- Try it:
Can you condense the paragraph of the paper abstract that begins "There are, however, a sub-set" into two or three shorter sentences that keep its main facts?

___ Selected excerpt ___

Paper long abstract:
The future – broadly conceived – is the central concern of governments and policy-makers across the globe. It is also, though, for many of these actors principally a realm of insecurity and anxiety. In liberal democracies, the future heralds unending crises which must be predicted or mitigated, from terrorist attacks and pandemics to environmental disaster (Anderson, 2010; Massumi, 2015). In many authoritarian states, the future is an unwelcome discursive and policy arena for leaders and parties who fear being rapidly undercut through unpredictable social, economic and political realignments beyond their control (Hellmeier and Weidmann, 2020; Wedeen, 2019).
There are, however, a sub-set of authoritarian governments for whom the future is not only presented as a positive space but as the defining focus of governance and political authority. From the UAE and Singapore to Rwanda and Kazakhstan, policy-makers emphasize not only seizing the opportunities presented by the future but developing governance regimes which promote and embrace “disruption” (UAE Ministry of Possibilities, 2022) and moving away from “business as usual” (Government of Rwanda, 2020).
This paper begins to explore and analyse how these regimes – and the futurocratic research and policy cadres at their heart – imagine and, in turn, enact and foreclose the future in contexts where political contestation itself is either limited or non-existent. In doing so, the study underscores the fundamental sense of insecurity which binds these seemingly bullishly confident regimes together.

___ Records ___

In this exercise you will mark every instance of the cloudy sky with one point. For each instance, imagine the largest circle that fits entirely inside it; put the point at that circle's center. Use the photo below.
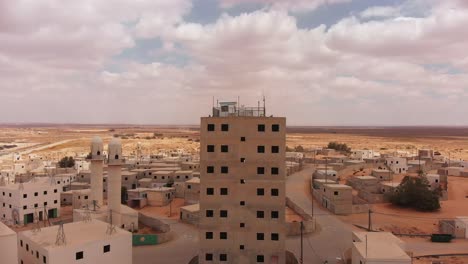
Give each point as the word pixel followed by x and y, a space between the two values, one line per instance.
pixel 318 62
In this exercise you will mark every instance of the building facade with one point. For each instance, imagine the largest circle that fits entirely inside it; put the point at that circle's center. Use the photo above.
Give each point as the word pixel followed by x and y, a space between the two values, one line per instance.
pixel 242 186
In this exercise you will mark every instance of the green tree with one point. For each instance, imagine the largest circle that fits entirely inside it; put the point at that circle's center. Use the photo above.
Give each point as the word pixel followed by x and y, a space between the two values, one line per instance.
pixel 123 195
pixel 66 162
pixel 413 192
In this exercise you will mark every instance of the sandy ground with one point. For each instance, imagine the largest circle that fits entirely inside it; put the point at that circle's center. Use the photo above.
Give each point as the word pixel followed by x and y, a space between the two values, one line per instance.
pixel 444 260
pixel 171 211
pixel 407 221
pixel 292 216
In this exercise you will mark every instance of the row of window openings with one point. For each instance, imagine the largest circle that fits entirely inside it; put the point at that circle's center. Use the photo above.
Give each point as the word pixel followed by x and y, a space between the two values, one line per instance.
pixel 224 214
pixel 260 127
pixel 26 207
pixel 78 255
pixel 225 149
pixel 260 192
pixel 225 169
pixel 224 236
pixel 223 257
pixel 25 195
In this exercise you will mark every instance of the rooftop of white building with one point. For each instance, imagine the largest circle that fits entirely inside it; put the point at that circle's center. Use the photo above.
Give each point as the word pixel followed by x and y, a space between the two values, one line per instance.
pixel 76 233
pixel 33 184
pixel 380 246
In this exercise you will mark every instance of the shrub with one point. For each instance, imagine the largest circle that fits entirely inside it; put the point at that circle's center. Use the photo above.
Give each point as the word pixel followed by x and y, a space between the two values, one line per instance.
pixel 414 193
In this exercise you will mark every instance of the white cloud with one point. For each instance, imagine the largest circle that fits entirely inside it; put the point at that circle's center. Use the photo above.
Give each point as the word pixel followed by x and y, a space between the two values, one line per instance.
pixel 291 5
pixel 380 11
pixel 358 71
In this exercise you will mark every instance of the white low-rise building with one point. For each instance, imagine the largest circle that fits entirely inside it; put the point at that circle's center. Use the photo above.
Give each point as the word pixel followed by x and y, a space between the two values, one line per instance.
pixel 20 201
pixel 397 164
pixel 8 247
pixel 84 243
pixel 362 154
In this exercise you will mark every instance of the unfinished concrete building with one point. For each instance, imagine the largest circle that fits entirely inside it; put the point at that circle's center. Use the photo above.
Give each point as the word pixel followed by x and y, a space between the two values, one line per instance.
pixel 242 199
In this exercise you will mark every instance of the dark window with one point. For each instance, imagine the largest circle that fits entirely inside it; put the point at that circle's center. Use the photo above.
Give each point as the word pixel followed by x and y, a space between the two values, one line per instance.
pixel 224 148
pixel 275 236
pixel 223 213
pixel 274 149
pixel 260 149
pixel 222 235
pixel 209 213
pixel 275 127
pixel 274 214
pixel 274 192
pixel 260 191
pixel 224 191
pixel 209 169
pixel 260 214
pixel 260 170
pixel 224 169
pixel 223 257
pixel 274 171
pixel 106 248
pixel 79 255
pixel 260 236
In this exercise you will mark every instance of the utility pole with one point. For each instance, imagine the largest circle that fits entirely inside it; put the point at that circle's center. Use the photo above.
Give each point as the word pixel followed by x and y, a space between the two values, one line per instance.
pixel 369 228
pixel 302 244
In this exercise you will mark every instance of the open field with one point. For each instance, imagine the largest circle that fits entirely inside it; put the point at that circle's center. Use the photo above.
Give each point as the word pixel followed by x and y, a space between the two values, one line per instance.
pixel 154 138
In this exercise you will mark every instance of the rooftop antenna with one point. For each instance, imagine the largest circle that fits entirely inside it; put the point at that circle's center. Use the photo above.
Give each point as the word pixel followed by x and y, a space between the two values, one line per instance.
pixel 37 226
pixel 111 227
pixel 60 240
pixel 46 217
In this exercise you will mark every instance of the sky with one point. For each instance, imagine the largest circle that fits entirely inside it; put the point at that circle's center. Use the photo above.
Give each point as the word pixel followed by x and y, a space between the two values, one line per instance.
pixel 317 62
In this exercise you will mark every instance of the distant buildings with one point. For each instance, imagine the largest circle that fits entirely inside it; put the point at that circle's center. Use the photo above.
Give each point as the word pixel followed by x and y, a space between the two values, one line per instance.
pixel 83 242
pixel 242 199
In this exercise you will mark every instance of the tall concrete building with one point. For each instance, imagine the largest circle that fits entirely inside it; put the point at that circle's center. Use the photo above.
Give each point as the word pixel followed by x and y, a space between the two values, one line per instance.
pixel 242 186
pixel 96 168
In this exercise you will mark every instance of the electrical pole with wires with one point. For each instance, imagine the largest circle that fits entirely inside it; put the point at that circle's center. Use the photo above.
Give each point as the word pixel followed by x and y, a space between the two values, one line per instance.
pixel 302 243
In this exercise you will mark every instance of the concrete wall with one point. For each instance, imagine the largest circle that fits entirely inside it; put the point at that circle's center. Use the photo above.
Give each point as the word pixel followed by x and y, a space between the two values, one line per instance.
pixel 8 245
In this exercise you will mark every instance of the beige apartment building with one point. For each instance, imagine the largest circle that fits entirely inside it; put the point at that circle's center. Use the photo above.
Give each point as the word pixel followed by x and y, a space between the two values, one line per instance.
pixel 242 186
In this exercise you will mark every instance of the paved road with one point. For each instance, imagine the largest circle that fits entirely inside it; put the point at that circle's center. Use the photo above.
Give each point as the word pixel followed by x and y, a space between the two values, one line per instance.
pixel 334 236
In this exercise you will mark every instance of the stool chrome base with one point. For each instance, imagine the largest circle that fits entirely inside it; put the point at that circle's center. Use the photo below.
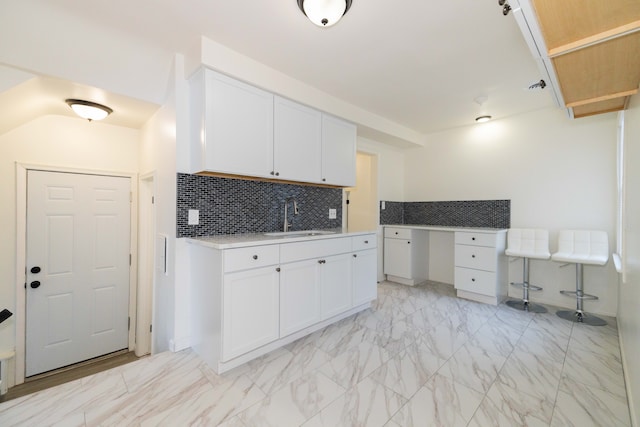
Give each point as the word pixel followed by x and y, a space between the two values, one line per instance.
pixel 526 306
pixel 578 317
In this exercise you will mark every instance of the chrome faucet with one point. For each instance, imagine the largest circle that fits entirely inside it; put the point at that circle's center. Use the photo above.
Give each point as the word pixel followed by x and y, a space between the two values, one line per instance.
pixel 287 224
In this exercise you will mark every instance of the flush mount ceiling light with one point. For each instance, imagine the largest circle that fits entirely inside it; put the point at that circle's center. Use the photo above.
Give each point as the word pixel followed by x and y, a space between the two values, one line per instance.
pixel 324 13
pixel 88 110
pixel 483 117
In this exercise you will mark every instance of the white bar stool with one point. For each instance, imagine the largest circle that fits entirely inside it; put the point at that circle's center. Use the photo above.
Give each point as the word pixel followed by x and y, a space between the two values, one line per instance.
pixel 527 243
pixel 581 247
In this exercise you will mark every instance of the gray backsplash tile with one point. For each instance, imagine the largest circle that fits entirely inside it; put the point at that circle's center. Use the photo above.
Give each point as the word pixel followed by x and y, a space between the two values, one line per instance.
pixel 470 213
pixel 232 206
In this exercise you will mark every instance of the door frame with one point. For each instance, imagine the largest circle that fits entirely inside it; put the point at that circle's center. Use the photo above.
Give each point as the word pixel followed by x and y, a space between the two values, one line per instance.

___

- Result of this exercise:
A sub-set of authoritarian governments present the future as a positive space and as the defining focus of governance and political authority. In countries from the UAE and Singapore to Rwanda and Kazakhstan, policy-makers stress seizing the future's opportunities. They also call for governance regimes that embrace "disruption" (UAE Ministry of Possibilities, 2022) and move away from "business as usual" (Government of Rwanda, 2020).